Information provided →
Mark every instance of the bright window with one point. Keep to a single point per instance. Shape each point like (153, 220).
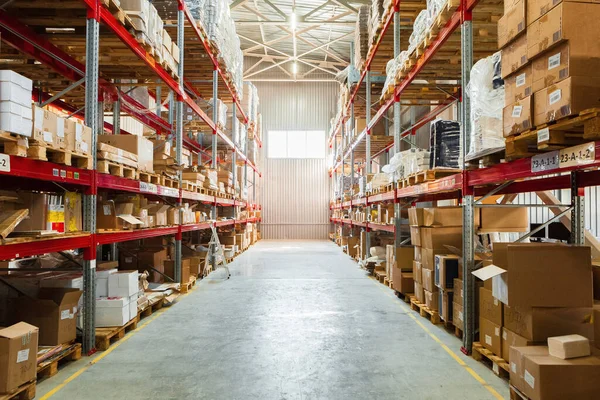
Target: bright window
(296, 144)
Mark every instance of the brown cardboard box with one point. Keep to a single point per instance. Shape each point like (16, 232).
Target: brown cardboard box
(437, 238)
(565, 98)
(504, 219)
(535, 273)
(428, 278)
(567, 21)
(419, 292)
(417, 271)
(54, 312)
(18, 352)
(458, 291)
(509, 338)
(138, 145)
(537, 8)
(457, 315)
(489, 307)
(514, 56)
(538, 324)
(403, 281)
(512, 23)
(490, 336)
(539, 376)
(185, 269)
(432, 300)
(517, 117)
(518, 85)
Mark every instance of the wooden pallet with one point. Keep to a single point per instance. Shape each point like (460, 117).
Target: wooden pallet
(23, 392)
(425, 311)
(49, 367)
(499, 365)
(115, 169)
(149, 178)
(106, 336)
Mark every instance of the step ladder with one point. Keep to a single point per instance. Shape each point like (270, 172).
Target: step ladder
(215, 244)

What to produce → Copy each of the items above word for word, including every point. Leave out the pictures.

The reply →
Mark every instance of the bright window with one point. Keep to a single point per instance. Shape each point like (153, 220).
Target: bright window
(296, 144)
Mark every instance of the brown cardboard box with one point. Keep to a single point per instance. Shape each point like (16, 232).
Target: brown cardboard box
(437, 238)
(565, 98)
(504, 219)
(535, 273)
(428, 278)
(567, 21)
(419, 292)
(417, 271)
(54, 312)
(18, 352)
(458, 291)
(509, 338)
(138, 145)
(537, 8)
(457, 315)
(489, 307)
(514, 56)
(538, 324)
(403, 281)
(512, 23)
(490, 336)
(539, 376)
(185, 269)
(432, 300)
(517, 117)
(518, 85)
Mark every instance of the wooden pallet with one point. Keep to a single point per instance. Shape each point like (460, 117).
Target: wooden pallet
(23, 392)
(425, 311)
(49, 367)
(499, 365)
(115, 169)
(149, 178)
(106, 336)
Mark every instance of the step ladder with one point. Keep to a single point per instance. Shape each point like (270, 172).
Target: step ladder
(215, 244)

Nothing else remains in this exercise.